Set problem:
Transcribe each line exactly.

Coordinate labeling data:
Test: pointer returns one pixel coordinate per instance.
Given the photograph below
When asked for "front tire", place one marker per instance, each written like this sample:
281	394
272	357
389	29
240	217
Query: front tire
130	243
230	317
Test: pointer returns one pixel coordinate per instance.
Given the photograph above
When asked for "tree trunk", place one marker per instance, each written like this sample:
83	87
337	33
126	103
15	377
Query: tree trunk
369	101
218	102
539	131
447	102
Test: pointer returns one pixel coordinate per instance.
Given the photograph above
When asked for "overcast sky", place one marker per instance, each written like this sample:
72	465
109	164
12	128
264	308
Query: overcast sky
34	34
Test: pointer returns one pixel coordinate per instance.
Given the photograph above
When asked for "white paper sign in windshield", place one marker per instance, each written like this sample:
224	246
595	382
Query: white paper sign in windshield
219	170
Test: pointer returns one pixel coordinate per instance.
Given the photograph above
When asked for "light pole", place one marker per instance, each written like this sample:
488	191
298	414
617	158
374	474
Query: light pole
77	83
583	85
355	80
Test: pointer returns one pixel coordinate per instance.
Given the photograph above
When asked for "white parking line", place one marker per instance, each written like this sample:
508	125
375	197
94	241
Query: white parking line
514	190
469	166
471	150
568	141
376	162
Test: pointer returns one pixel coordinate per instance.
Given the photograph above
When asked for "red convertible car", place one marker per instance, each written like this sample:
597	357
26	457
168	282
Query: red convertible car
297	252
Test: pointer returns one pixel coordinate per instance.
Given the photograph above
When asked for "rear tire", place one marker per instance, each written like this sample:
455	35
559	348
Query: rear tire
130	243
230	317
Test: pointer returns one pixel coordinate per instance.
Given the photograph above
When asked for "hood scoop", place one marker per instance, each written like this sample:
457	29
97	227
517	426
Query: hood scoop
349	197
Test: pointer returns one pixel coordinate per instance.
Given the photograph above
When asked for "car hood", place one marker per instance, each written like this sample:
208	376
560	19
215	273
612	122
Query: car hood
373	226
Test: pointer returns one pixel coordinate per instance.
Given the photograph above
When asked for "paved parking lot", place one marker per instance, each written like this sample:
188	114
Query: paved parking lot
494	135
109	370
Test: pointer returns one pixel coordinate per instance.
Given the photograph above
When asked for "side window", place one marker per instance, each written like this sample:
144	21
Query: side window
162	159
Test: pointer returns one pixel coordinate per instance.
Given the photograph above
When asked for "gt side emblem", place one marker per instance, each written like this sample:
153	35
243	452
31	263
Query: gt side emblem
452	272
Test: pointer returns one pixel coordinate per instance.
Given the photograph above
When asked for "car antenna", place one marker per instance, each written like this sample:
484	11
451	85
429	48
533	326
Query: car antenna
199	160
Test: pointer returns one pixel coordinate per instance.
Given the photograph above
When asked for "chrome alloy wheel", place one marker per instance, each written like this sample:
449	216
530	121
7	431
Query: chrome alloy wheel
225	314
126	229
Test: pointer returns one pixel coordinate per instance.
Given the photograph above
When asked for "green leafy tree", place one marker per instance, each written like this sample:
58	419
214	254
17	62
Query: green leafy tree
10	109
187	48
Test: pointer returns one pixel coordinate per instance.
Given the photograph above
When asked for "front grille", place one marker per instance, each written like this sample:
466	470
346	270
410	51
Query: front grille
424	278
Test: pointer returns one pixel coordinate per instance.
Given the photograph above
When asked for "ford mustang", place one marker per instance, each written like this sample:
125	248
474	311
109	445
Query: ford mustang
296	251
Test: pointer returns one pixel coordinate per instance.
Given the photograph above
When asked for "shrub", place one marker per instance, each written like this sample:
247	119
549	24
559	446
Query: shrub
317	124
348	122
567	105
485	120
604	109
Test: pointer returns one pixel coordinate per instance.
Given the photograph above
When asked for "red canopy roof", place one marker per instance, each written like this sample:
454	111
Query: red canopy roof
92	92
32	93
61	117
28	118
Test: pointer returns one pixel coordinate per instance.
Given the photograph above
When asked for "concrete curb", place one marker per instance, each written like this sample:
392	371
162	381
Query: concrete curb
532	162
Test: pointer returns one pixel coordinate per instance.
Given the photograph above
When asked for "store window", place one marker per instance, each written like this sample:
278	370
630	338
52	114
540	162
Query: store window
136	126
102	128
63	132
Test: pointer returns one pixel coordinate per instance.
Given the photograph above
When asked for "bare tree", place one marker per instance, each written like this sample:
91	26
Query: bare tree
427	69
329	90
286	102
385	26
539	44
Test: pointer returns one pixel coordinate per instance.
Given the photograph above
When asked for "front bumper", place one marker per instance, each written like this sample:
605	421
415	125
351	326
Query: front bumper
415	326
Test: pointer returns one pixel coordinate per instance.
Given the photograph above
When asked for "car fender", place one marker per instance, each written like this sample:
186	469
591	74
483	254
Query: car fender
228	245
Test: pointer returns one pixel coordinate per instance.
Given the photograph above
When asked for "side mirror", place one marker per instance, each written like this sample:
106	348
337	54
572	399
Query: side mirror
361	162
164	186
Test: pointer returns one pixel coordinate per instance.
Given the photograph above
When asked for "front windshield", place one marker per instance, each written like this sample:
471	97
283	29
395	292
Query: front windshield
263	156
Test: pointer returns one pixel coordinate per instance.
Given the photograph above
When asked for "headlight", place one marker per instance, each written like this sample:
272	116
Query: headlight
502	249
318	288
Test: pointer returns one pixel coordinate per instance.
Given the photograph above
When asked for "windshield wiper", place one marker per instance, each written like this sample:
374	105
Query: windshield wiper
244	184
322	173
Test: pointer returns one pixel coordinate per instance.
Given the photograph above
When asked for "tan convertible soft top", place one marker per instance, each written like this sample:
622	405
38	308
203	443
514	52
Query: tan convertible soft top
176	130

Exercise result:
Test: pointer returns one pixel coordinate per instance.
Given the photograph below
When asked for "front tire", place one marker per instance, each written like this sample:
281	394
272	357
389	29
240	217
Query: front tire
130	243
230	317
Test: pointer returns one pixel coordinate per instance.
Given the photograph above
When asked for "tree trunk", place one marker per instance, each written like this sample:
83	87
337	33
126	103
15	377
Query: tree trunk
369	101
218	102
539	131
447	102
Test: pointer returns one pixel coordinate per instance.
Given the photograph above
When asked for "overcast sky", place one marker per instance, each written like this sample:
72	465
109	164
12	128
264	308
Query: overcast sky
34	34
Test: pointer returns one pixel coordinate per instance.
Given the photograph above
When asked for "white paper sign in windshield", place one marker per instance, each written like this sample:
224	246
595	382
Query: white paper sign in windshield
219	170
Test: pointer returns one pixel coordinate per instance.
Given the photograph above
When asked for "light pole", place one marker per instance, each written like this sample:
488	191
298	414
617	158
374	474
Query: light pole
77	83
583	85
355	80
Test: pointer returns one pixel coordinate per instance.
Given the photograph above
When asked for "white parking line", place one marker per instance, each written like this sample:
508	125
375	197
94	241
Query: white parking line
514	190
469	166
471	150
568	141
376	162
Test: pointer returns one pixel coordinate per instance.
Given the photograph above
When asked for "red convertible car", place one marker per instance, each written like this sample:
597	357
26	457
168	282
Query: red convertible car
297	252
Test: pointer returns one pixel coordinate per instance.
Given the photograph above
When asked for "rear tire", place one marker per instance, each written like this sample:
455	35
559	348
Query: rear tire
130	243
230	317
Test: pointer returns one pixel coordinate per instance.
Given the photograph above
When asked for "hood scoop", place one marker per instance, each written like this sample:
457	29
97	227
517	426
Query: hood scoop
349	197
Test: pointer returns one pixel coordinate per instance.
Given the photograph above
When asked for "car hood", place one marker per instance, each written like this sample:
208	376
560	19
215	273
612	122
Query: car hood
373	226
Test: pointer returns one pixel coordinate per instance.
Given the photograph above
When asked for "paved parking lot", place one marker per instance, each written like this sample:
188	114
Query: paved parking lot
494	135
109	370
Test: pointer returns one pixel coordinate per instance.
Given the photograph above
When asked for "side window", place one marker per instance, each written like this sample:
144	21
Query: side window
162	159
Test: pointer returns one pixel coordinate per instance.
Given the photograph above
When asked for "gt side emblem", place one marker per instance, each written like this sample:
153	35
243	452
31	263
Query: gt side emblem
452	272
Test: pointer returns one pixel coordinate per instance.
Given the photograph above
When asked for "car antenna", place one marker per instance, each written like this sample:
484	11
451	85
429	48
533	326
Query: car antenna
199	160
Test: pointer returns one pixel coordinate per instance.
Given the photograph above
When asked for "chrome alloy wheel", place one marker per instance, each written like this sample:
449	216
530	121
7	431
Query: chrome alloy wheel
225	314
126	229
Test: pointer returns one pixel coordinate per instance.
Given the photograph above
When asked for "green leafy tree", place one marker per instance, each written like this sample:
58	419
214	254
17	62
Query: green leafy tree
10	109
187	48
Test: pointer returns one pixel coordinate per instance.
Given the photograph above
When asked for "front grille", place one marker per instance, each written like this sample:
466	470
346	270
410	51
Query: front grille
424	278
Test: pointer returns one pixel coordinate per instance.
Given the photograph above
When asked for "ford mustang", place one marker per instance, each written like this sample:
125	248
474	311
109	445
Query: ford mustang
296	251
Test: pointer returns one pixel coordinate per instance.
Given the photograph above
When asked for "shrub", place one marker per instance, each written like this sample:
247	119
549	24
559	446
Query: shrub
317	124
348	122
567	105
485	120
604	109
Test: pointer returns one pixel coordinate per instance.
Given the photograph above
When asked for "red canopy roof", place one marker per instance, each written like this sample:
454	111
Query: red canopy roof
92	92
32	93
61	117
28	118
Test: pointer returns one pixel coordinate per instance.
Given the photograph above
When asked for "concrete curb", place one marker per instance, each written like this sample:
392	371
162	381
Query: concrete curb
532	162
Test: pointer returns one pixel coordinate per instance.
Given the photograph above
When asked for "store window", place one marker per instance, each written like this sample:
278	370
630	338
52	114
540	162
Query: store window
136	126
102	128
63	132
Test: pointer returns one pixel coordinate per instance.
Given the photograph above
When asked for "bare tree", place one marker per instance, each written like this sample:
91	26
Query: bare tree
427	69
329	90
286	102
385	26
539	44
Test: pointer returns one pixel coordinate per instance.
Given the photograph above
When asked for "front bumper", place one marker per instance, each written like this sample:
605	421
415	125
351	326
Query: front bumper
415	326
Test: pointer returns one pixel coordinate per instance.
Given the photograph above
When asked for "car fender", place one marker per instance, each written like this sample:
186	469
591	74
483	254
Query: car fender
228	245
Test: pointer returns one pixel coordinate per instance.
Given the photograph above
When asked for "side mirror", place one marker per instance, each written like this sample:
106	348
337	54
572	399
Query: side mirror
361	162
164	186
Test: pointer returns one pixel coordinate per instance.
Given the photograph above
When asked for "front windshield", place one marker per instance, each written like this sample:
471	97
283	29
395	292
Query: front windshield
263	156
Test: pointer returns one pixel coordinate per instance.
Given the photograph above
When asked for "headlight", place one marker per instance, each written like this sample:
272	116
Query: headlight
502	249
318	288
Test: pointer returns one pixel coordinate per instance.
Given the photograph above
When asked for "windshield wiper", place one marker per instance, each written like this sample:
374	105
Query: windshield wiper
244	184
322	173
Test: pointer returns one pixel coordinate per instance.
Given the photograph above
When asked for "tan convertible soft top", place one marker per instance, each written like this sample:
622	405
38	308
203	443
514	52
Query: tan convertible soft top
176	130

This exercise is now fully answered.